Belge bölümü:
************

Logo

8. Hukuk Dairesi2024/2447 E. 2024/5312 K.

Yapay Zeka Özeti

Uyuşmazlık: Orman iddiasına dayalı tapu iptali ve tescil davasında, çekişmeli taşınmazın orman sayılan yerlerden olup olmadığı ve davalı Hazine'nin dava ehliyetinin bulunup bulunmadığı hususunda uyuşmazlık.

Gerekçe ve Sonuç: Hazine'nin dava tarihinde çekişmeli taşınmaz üzerinde ipotek hakkı bulunduğu ancak istinaf aşamasında ipoteğin kalktığı, taşınmazın en eski hava fotoğrafları ve haritalar ile bilirkişi raporlarına göre orman vasfını kaybettiği ve davacının temyiz itirazlarının kararın bozulması için yeterli olmadığı değerlendirilerek Bölge Adliye Mahkemesi kararının onanmasına karar verilmiştir.

Karar Metni

"İçtihat Metni"

MAHKEMESİ : Ankara Bölge Adliye Mahkemesi 13. Hukuk Dairesi

KARAR : İstinaf başvurusunun kısmen kabulüne, hükmün kaldırılmak suretiyle davanın kısmen kabulüne

İLK DERECE MAHKEMESİ : ... 1. Asliye Hukuk Mahkemesi

Taraflar arasındaki orman iddiasına dayalı tapu iptali ve tescile ilişkin açılan davada yapılan yargılama sonunda İlk Derece Mahkemesince davanın kısmen kabulüne karar verilmiştir.

Davacı vekili ve davalı ... vekilinin kararı istinaf etmesi üzerine, Bölge Adliye Mahkemesince davalı ... vekilinin istinaf dilekçesinin reddine, davacı ... İdaresi vekilinin istinaf başvurusunun kabulü ile karar kaldırılarak davanın kısmen kabulüne karar verilmiştir.

Bölge Adliye Mahkemesi kararı davacı vekili tarafından temyiz edilmekle; kesinlik, süre, temyiz şartı ve diğer usul eksiklikleri yönünden yapılan ön inceleme sonucunda, temyiz dilekçesinin kabulüne karar verildikten ve Tetkik Hâkimi tarafından hazırlanan rapor dinlendikten sonra dosyadaki belgeler incelenip gereği düşünüldü:

K A R A R

Dava, orman iddiasına dayalı tapu iptali ve tescile ilişkindir.

************

Sağlanan malzeme:
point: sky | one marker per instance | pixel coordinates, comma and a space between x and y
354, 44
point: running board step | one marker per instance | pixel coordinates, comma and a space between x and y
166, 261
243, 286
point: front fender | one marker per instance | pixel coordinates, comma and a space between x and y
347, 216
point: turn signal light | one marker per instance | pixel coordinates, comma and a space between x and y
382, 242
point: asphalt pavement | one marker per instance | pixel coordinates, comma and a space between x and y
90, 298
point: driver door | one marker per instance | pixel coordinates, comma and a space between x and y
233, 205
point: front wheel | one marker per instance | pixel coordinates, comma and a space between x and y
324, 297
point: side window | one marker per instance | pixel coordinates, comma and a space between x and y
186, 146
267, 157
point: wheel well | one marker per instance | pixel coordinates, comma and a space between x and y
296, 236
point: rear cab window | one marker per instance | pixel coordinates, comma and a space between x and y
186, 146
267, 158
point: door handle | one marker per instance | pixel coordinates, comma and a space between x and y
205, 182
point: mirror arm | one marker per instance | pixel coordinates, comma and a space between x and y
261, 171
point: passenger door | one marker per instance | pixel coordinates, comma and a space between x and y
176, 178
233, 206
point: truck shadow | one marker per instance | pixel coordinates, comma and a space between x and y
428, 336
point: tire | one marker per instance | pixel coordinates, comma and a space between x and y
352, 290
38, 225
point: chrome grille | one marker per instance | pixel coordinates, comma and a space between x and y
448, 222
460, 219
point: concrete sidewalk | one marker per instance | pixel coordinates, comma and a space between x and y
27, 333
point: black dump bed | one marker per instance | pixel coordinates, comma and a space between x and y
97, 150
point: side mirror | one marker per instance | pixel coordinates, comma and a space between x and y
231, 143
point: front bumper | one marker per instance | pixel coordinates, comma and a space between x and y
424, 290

************

Görev gereksinimleri:
#1 Karar metninde "İLK DERECE MAHKEMESİ" ifadesinden aşağıya, "ve tescile ilişkindir." ifadesine kadar uzanan kısmı, "Tetkik Hâkimi" yerine "Raportör Hâkim" gelecek biçimde düzenleyerek yeniden yazın.
#2 Karar metnine göre yapılan ön inceleme hangi yönlerden gerçekleştirilmiştir? Bunların hepsini sıralayın.

Sorunların çözümleri:
#1
İLK DERECE MAHKEMESİ : ... 1. Asliye Hukuk Mahkemesi

Taraflar arasındaki orman iddiasına dayalı tapu iptali ve tescile ilişkin açılan davada yapılan yargılama sonunda İlk Derece Mahkemesince davanın kısmen kabulüne karar verilmiştir.

Davacı vekili ve davalı ... vekilinin kararı istinaf etmesi üzerine, Bölge Adliye Mahkemesince davalı ... vekilinin istinaf dilekçesinin reddine, davacı ... İdaresi vekilinin istinaf başvurusunun kabulü ile karar kaldırılarak davanın kısmen kabulüne karar verilmiştir.

Bölge Adliye Mahkemesi kararı davacı vekili tarafından temyiz edilmekle; kesinlik, süre, temyiz şartı ve diğer usul eksiklikleri yönünden yapılan ön inceleme sonucunda, temyiz dilekçesinin kabulüne karar verildikten ve Raportör Hâkim tarafından hazırlanan rapor dinlendikten sonra dosyadaki belgeler incelenip gereği düşünüldü:

K A R A R

Dava, orman iddiasına dayalı tapu iptali ve tescile ilişkindir.

#2
- kesinlik
- süre
- temyiz şartı
- diğer usul eksiklikleri